__Task details__.
The listing below should be written out exactly; please include all of it.
▬▬▬▬▬▬▬▬▬▬
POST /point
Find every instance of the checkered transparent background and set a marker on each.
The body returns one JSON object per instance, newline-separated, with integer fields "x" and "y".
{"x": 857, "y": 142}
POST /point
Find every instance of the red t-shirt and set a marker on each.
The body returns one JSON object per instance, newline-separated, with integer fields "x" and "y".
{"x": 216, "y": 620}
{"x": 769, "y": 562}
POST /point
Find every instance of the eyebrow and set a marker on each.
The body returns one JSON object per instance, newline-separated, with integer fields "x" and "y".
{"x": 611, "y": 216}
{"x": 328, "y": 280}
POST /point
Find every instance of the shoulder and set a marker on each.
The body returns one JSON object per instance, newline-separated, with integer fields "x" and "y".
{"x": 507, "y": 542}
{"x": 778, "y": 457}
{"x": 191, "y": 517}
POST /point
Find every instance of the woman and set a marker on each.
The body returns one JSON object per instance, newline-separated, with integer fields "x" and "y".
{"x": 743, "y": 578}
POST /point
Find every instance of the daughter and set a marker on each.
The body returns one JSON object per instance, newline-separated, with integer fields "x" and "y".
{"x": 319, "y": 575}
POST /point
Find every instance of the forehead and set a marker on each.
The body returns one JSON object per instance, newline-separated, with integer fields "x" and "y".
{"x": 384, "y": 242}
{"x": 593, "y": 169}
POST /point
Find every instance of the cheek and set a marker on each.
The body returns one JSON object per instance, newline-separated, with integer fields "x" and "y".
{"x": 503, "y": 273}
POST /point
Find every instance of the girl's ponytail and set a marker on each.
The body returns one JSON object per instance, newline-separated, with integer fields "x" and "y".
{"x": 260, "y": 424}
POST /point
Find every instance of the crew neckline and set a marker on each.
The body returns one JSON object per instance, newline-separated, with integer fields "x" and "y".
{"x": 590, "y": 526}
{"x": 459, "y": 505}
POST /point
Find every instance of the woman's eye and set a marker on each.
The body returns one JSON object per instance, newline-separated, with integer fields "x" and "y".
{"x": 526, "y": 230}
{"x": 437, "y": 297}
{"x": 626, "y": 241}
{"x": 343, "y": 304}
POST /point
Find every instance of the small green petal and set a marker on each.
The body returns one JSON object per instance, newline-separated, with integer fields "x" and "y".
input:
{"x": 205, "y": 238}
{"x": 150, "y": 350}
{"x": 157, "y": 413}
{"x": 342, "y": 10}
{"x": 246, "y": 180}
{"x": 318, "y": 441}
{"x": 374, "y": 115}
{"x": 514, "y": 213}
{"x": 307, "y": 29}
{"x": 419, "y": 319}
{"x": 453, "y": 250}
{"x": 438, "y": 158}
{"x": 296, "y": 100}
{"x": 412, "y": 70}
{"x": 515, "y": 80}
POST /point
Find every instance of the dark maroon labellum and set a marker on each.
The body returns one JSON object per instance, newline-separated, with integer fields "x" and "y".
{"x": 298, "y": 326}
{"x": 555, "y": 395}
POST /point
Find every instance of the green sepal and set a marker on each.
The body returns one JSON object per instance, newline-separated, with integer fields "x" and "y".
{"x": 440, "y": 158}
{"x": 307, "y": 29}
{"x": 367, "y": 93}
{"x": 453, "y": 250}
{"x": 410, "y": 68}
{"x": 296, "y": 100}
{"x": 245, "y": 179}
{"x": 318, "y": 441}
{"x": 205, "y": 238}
▬▬▬▬▬▬▬▬▬▬
__Solution to the problem__.
POST /point
Find every instance of the checkered transparent background and set a marker on each.
The body returns one JSON object per instance, newline-separated, with integer fields "x" and "y".
{"x": 857, "y": 142}
POST /point
Find every instance of the red t-shirt and set a marker on each.
The body returns one JSON object per instance, newline-separated, with integer fields "x" and "y".
{"x": 216, "y": 620}
{"x": 769, "y": 562}
POST /point
Find every instance of the eyebrow and set a marker on each.
The body returns one JSON object per instance, newline-separated, with integer fields "x" and "y".
{"x": 611, "y": 216}
{"x": 328, "y": 280}
POST /point
Find every instance of the shoulder and set a marker on each.
The body returns one JSON object per instance, newline-separated, with integer fields "x" and "y".
{"x": 507, "y": 542}
{"x": 778, "y": 457}
{"x": 191, "y": 517}
POST /point
Find every instance of the woman and set a marker on each.
The body returns one JSON object per instance, newline-separated, with integer fields "x" and "y".
{"x": 743, "y": 578}
POST /point
Find every instance of the daughter and set a marker on each.
The body returns one JSON object per instance, newline-separated, with integer fields "x" and "y".
{"x": 319, "y": 575}
POST /point
Find every instance of the forehead and set a marker on each.
The body returns one JSON object per instance, newline-separated, with integer fields "x" and "y".
{"x": 384, "y": 242}
{"x": 593, "y": 169}
POST /point
Find every instance of the cheek and set a marker on each.
The body returns one JSON object per instance, newline-separated, with integer fields "x" and "y".
{"x": 503, "y": 273}
POST /point
Find every instance of the girl's ponytail and set a marker on each.
The body returns one JSON object per instance, newline-separated, with integer fields "x" and "y".
{"x": 260, "y": 424}
POST /point
Find every instance of the crew neckline and set a marker on each.
The body returns one JSON object per instance, newline-separated, with integer fields "x" and "y".
{"x": 590, "y": 526}
{"x": 459, "y": 505}
POST /point
Find every instance of the woman's eye and set a marker on each.
The body returns one JSON object per instance, newline-separated, with integer fields "x" and "y".
{"x": 526, "y": 230}
{"x": 437, "y": 297}
{"x": 626, "y": 241}
{"x": 343, "y": 304}
POST /point
Find every instance of the small green petal and set a marker on each.
The body returns one JSON object per instance, newline-separated, with integer fields "x" and "y".
input:
{"x": 205, "y": 238}
{"x": 150, "y": 350}
{"x": 157, "y": 413}
{"x": 342, "y": 10}
{"x": 246, "y": 180}
{"x": 318, "y": 441}
{"x": 374, "y": 115}
{"x": 514, "y": 213}
{"x": 307, "y": 29}
{"x": 419, "y": 319}
{"x": 453, "y": 250}
{"x": 438, "y": 158}
{"x": 296, "y": 100}
{"x": 412, "y": 70}
{"x": 515, "y": 80}
POST /point
Find every instance of the dark maroon labellum and set a marker on each.
The body returns one JSON object per instance, newline-separated, with integer fields "x" and "y".
{"x": 298, "y": 326}
{"x": 555, "y": 395}
POST /point
Find every instance of the green sepal and set a marker on each.
The body returns one JSON object per instance, newline-separated, with integer fields "x" and "y".
{"x": 440, "y": 158}
{"x": 307, "y": 29}
{"x": 367, "y": 93}
{"x": 453, "y": 250}
{"x": 410, "y": 68}
{"x": 296, "y": 100}
{"x": 245, "y": 179}
{"x": 318, "y": 441}
{"x": 205, "y": 238}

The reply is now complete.